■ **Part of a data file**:

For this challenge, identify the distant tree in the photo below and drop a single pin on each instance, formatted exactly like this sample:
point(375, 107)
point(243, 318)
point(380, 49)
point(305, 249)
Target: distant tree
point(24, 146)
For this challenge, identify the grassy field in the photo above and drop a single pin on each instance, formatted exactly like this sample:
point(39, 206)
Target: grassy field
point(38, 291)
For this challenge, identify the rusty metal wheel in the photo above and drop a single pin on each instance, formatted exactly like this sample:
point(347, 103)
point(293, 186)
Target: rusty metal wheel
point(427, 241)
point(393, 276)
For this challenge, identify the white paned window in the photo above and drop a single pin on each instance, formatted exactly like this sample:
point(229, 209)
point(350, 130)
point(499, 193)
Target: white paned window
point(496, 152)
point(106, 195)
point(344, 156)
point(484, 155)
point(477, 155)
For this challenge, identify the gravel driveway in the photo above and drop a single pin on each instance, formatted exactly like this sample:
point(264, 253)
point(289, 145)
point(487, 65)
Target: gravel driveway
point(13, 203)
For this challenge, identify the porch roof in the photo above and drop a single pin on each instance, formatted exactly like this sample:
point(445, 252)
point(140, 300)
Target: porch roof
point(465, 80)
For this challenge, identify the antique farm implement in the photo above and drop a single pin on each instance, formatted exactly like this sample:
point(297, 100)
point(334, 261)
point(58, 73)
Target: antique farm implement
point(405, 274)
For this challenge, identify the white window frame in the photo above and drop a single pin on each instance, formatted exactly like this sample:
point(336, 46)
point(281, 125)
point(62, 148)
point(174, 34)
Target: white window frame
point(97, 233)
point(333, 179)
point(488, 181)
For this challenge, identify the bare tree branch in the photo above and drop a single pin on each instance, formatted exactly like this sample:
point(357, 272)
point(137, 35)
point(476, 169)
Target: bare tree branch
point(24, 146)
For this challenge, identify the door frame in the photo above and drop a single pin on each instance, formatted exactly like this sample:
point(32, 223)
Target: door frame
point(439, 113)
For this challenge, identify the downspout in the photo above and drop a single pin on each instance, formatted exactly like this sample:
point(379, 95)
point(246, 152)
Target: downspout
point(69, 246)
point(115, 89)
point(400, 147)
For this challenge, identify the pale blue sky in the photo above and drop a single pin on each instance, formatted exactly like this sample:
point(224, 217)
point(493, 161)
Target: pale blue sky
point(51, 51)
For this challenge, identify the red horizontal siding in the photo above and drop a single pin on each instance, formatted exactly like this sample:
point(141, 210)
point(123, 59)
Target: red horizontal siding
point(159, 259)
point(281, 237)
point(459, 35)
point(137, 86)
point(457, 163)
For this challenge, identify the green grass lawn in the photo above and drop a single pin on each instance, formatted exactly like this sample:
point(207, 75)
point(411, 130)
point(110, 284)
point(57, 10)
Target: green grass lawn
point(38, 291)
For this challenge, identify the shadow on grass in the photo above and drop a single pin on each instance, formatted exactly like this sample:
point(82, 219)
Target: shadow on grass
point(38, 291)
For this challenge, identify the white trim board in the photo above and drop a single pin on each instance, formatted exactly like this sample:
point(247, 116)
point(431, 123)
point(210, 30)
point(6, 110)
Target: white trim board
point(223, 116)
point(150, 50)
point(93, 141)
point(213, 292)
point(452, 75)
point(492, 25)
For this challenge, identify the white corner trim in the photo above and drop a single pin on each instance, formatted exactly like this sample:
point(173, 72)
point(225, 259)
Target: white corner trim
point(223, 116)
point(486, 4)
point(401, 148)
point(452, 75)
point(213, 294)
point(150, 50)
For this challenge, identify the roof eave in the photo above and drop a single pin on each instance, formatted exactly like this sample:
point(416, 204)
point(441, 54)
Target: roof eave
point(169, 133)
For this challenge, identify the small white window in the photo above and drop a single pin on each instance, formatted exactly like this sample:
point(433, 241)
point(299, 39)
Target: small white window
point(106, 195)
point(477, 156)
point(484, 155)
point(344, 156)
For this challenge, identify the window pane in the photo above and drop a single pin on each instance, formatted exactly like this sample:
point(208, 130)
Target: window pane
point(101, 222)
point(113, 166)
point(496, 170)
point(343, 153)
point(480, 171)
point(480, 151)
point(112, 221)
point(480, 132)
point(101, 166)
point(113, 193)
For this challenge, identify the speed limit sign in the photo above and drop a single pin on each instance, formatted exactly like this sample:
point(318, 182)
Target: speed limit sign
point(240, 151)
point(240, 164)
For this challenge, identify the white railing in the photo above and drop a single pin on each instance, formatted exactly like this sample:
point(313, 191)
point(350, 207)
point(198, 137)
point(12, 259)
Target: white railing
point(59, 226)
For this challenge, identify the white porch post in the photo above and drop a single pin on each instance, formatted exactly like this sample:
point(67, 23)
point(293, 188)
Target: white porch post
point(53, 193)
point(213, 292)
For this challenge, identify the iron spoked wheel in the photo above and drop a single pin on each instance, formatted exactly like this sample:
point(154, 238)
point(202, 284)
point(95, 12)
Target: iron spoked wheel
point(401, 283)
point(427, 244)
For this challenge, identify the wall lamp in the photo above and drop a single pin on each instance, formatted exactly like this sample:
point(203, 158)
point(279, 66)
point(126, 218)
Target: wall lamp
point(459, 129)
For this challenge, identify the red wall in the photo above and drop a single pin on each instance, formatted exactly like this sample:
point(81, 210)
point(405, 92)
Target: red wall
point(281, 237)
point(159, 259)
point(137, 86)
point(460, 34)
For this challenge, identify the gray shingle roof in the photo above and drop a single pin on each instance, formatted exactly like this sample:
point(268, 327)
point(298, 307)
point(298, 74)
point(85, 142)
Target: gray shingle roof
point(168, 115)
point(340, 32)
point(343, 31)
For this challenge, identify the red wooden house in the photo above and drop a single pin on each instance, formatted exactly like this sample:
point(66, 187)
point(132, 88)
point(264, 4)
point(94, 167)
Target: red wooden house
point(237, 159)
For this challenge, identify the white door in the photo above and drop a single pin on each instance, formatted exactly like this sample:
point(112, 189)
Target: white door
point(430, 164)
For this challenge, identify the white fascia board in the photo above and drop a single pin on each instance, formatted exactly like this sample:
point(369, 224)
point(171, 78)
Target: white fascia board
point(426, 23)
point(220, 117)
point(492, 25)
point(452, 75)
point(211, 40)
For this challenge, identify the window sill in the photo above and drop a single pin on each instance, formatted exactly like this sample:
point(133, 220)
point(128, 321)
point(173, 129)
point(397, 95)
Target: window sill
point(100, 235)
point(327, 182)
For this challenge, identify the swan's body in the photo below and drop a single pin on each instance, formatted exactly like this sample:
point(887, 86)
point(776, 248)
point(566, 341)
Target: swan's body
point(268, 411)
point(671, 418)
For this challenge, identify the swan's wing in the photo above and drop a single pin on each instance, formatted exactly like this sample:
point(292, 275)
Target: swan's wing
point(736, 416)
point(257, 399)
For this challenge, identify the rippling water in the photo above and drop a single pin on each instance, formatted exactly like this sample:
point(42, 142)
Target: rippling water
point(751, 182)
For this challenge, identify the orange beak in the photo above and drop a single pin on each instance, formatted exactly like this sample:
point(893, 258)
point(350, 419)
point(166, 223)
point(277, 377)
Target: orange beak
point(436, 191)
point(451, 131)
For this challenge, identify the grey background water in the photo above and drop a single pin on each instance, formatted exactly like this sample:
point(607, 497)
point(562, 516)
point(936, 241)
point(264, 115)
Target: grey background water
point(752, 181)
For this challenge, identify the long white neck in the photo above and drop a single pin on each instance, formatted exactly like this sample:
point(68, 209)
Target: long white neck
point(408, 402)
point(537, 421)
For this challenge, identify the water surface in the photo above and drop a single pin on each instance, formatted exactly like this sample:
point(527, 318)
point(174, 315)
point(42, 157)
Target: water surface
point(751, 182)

■ **Short exercise**: Please copy the lines in the data above verbatim, beginning at the line that contains "For this challenge, identify the red wall" and stopping after the line that contains "point(460, 34)".

■ **Written response**:
For this challenge, identify the red wall in the photo above and drop a single pin on each instance, formatted exactly like this sample:
point(81, 210)
point(405, 92)
Target: red wall
point(281, 237)
point(159, 259)
point(137, 86)
point(460, 34)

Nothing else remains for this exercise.